If an entry holds a picture, drop the picture and restate the rest word for word.

------ Available data

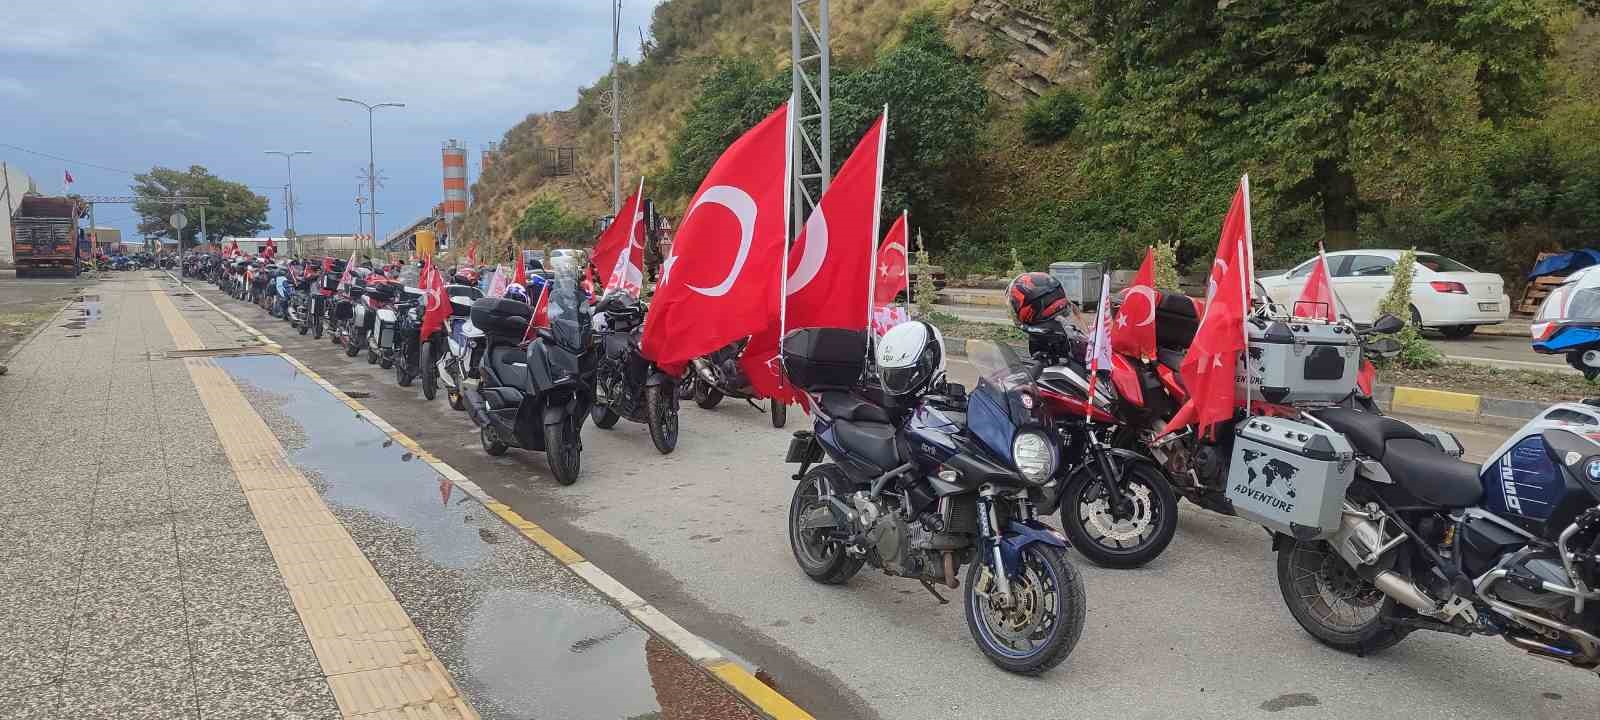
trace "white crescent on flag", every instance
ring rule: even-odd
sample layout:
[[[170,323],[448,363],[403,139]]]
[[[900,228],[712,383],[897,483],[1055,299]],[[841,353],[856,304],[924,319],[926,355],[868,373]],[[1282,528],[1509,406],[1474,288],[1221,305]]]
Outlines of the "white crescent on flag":
[[[750,193],[732,185],[716,185],[706,188],[706,191],[700,194],[700,199],[695,201],[694,207],[689,208],[689,212],[684,213],[683,222],[680,224],[687,225],[694,212],[706,203],[721,205],[739,219],[739,252],[734,255],[733,268],[728,271],[728,276],[712,287],[688,286],[690,290],[706,297],[718,297],[728,294],[728,291],[733,289],[733,283],[739,279],[739,272],[744,269],[745,260],[750,257],[750,244],[756,237],[758,209],[755,198],[750,197]]]

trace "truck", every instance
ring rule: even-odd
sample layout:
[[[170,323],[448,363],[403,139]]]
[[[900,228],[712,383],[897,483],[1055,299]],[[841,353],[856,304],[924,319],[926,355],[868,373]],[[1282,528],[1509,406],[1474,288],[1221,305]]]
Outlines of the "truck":
[[[78,219],[82,216],[82,206],[73,198],[22,196],[11,213],[11,252],[17,277],[77,277]]]

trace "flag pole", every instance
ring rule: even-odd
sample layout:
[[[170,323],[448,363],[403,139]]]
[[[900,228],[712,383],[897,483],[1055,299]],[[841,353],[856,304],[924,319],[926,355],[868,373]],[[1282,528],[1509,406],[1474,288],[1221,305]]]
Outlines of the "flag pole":
[[[901,229],[901,232],[905,233],[905,237],[900,238],[900,254],[904,255],[905,258],[906,258],[906,267],[905,267],[906,271],[904,273],[902,273],[901,277],[900,277],[900,280],[902,282],[904,282],[905,286],[906,286],[906,299],[902,300],[900,304],[905,307],[906,317],[911,317],[911,211],[910,210],[906,210],[904,208],[902,208],[900,210],[900,229]]]
[[[797,11],[798,12],[798,11]],[[796,42],[799,42],[798,40]],[[798,72],[798,71],[797,71]],[[794,126],[799,122],[794,116],[793,93],[789,94],[787,129],[783,133],[783,207],[784,212],[799,215],[799,210],[794,206]],[[821,198],[817,201],[821,202]],[[791,222],[783,225],[783,259],[778,262],[778,358],[783,358],[783,336],[789,332],[789,245],[794,242],[795,228],[804,220],[799,217],[789,218]]]
[[[875,293],[878,291],[878,233],[882,232],[883,223],[883,149],[884,142],[889,137],[889,104],[883,104],[883,116],[878,120],[878,174],[873,183],[872,190],[872,234],[867,236],[867,253],[872,262],[867,263],[867,322],[866,330],[872,334],[872,306],[877,302]],[[867,352],[872,352],[872,343],[867,343]]]
[[[1250,228],[1250,173],[1245,173],[1239,178],[1239,186],[1244,191],[1244,247],[1240,254],[1244,256],[1244,287],[1240,291],[1244,294],[1240,304],[1240,312],[1245,316],[1250,314],[1250,293],[1255,292],[1256,286],[1256,258],[1255,240]],[[1255,393],[1251,381],[1255,373],[1250,370],[1250,326],[1248,323],[1239,323],[1239,331],[1244,334],[1244,414],[1250,415]]]

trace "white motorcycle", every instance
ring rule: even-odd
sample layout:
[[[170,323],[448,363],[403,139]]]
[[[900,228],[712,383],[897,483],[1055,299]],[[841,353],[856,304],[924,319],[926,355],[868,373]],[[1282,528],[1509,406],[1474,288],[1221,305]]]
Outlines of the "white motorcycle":
[[[450,409],[466,410],[461,389],[477,379],[478,362],[483,358],[483,331],[472,324],[471,317],[472,303],[483,297],[483,292],[470,285],[447,285],[445,293],[450,296],[450,321],[444,352],[437,362],[439,380]]]

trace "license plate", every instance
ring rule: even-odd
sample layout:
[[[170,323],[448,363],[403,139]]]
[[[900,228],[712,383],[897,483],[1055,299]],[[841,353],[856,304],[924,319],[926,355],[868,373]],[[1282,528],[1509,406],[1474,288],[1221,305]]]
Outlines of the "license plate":
[[[1478,303],[1478,310],[1481,312],[1494,312],[1499,309],[1500,303]]]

------------

### Response
trace "white crescent on flag", every instance
ring rule: even-odd
sample layout:
[[[170,323],[448,363],[403,139]]]
[[[900,228],[712,383],[897,483],[1055,299]],[[841,353],[856,304],[924,319],[926,355],[868,373]],[[1282,528],[1509,406],[1474,288],[1221,305]]]
Outlines of the "white crescent on flag":
[[[750,193],[732,185],[716,185],[706,188],[706,191],[700,194],[700,199],[695,201],[694,207],[689,208],[689,212],[684,213],[683,222],[680,224],[687,225],[694,212],[706,203],[721,205],[739,219],[739,252],[734,255],[733,268],[728,271],[728,276],[712,287],[688,286],[690,290],[706,297],[718,297],[728,294],[728,291],[733,289],[733,283],[739,279],[739,272],[744,269],[745,260],[750,257],[750,244],[756,237],[758,209],[755,198],[750,197]]]

trace "truck", every instance
ring rule: even-odd
sample layout:
[[[170,323],[448,363],[403,139]]]
[[[900,228],[712,383],[897,483],[1055,299]],[[841,353],[856,304],[924,319],[926,355],[868,373]],[[1282,528],[1509,406],[1474,288],[1221,305]]]
Outlines of the "truck":
[[[78,219],[82,216],[82,206],[73,198],[22,196],[11,213],[11,252],[17,277],[77,277]]]

trace "flag pole", every instance
ring rule: even-odd
sample layout:
[[[170,323],[448,363],[403,139]]]
[[[900,228],[712,383],[897,483],[1055,299]],[[841,353],[856,304],[924,319],[926,355],[868,373]],[[1282,528],[1509,406],[1474,288],[1221,305]]]
Outlines of the "flag pole":
[[[901,229],[901,232],[905,233],[905,237],[900,238],[900,254],[904,255],[905,258],[906,258],[906,267],[905,267],[906,271],[904,273],[902,273],[901,277],[900,277],[900,280],[902,282],[904,282],[905,286],[906,286],[906,299],[902,300],[900,304],[905,307],[906,317],[911,317],[911,211],[910,210],[906,210],[904,208],[902,208],[900,210],[900,229]]]
[[[797,11],[798,12],[798,11]],[[796,42],[799,42],[798,40]],[[798,72],[798,71],[797,71]],[[794,126],[799,122],[794,116],[793,93],[789,94],[787,129],[783,133],[783,207],[784,212],[799,215],[799,210],[794,206]],[[821,198],[817,201],[821,202]],[[791,222],[783,225],[783,259],[778,262],[778,358],[783,358],[783,336],[789,332],[789,245],[794,242],[795,228],[804,220],[799,217],[789,218]]]
[[[875,293],[878,291],[878,233],[882,232],[883,223],[883,149],[884,142],[889,137],[889,104],[883,104],[883,116],[878,120],[878,174],[873,183],[872,190],[872,234],[867,236],[867,253],[872,262],[867,263],[867,322],[866,330],[872,334],[872,306],[877,302]],[[867,352],[872,352],[872,343],[867,343]]]
[[[1250,228],[1250,173],[1245,173],[1239,178],[1239,186],[1244,191],[1244,247],[1240,254],[1244,256],[1244,287],[1240,291],[1244,294],[1240,304],[1240,312],[1245,316],[1250,314],[1250,293],[1255,292],[1256,286],[1256,258],[1255,240]],[[1255,393],[1251,381],[1255,373],[1250,370],[1250,326],[1248,323],[1239,323],[1239,331],[1244,334],[1244,414],[1250,415]]]

trace "white motorcycle", every instance
ring rule: even-odd
sample layout:
[[[170,323],[448,363],[403,139]]]
[[[900,228],[712,383],[897,483],[1055,299]],[[841,353],[856,304],[924,319],[926,355],[868,373]],[[1282,528],[1509,406],[1474,288],[1221,305]]]
Outlines of the "white motorcycle":
[[[450,409],[466,410],[461,389],[477,379],[478,362],[483,358],[483,331],[472,324],[471,317],[472,303],[483,297],[483,292],[470,285],[447,285],[445,293],[450,296],[450,321],[444,352],[437,362],[439,380]]]

trace "license plate", every instance
ring rule: even-odd
sample layout:
[[[170,323],[448,363],[403,139]]]
[[[900,228],[712,383],[897,483],[1055,299]],[[841,353],[856,304],[924,319],[926,355],[868,373]],[[1282,528],[1509,406],[1474,288],[1221,305]]]
Outlines of the "license plate":
[[[1478,303],[1478,310],[1481,312],[1494,312],[1499,309],[1500,303]]]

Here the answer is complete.